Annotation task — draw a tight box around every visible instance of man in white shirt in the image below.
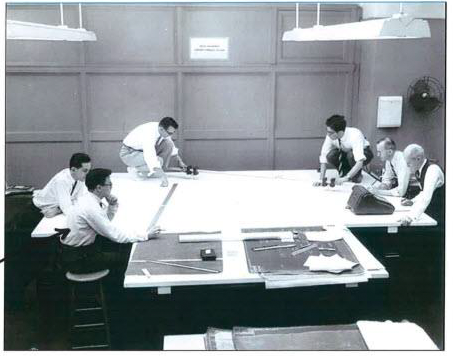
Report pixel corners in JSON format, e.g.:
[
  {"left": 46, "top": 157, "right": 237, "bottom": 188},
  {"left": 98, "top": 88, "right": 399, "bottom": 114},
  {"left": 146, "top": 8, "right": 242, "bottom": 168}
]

________________________________________

§ Problem:
Copy every record verbatim while leaving each picture out.

§ Output of the task:
Annotation task — draw a tight box around every visible instance of man in white shirt in the image below.
Report pixel corners in JSON format, e.g.:
[
  {"left": 46, "top": 157, "right": 237, "bottom": 188},
  {"left": 98, "top": 88, "right": 399, "bottom": 114},
  {"left": 146, "top": 8, "right": 242, "bottom": 168}
]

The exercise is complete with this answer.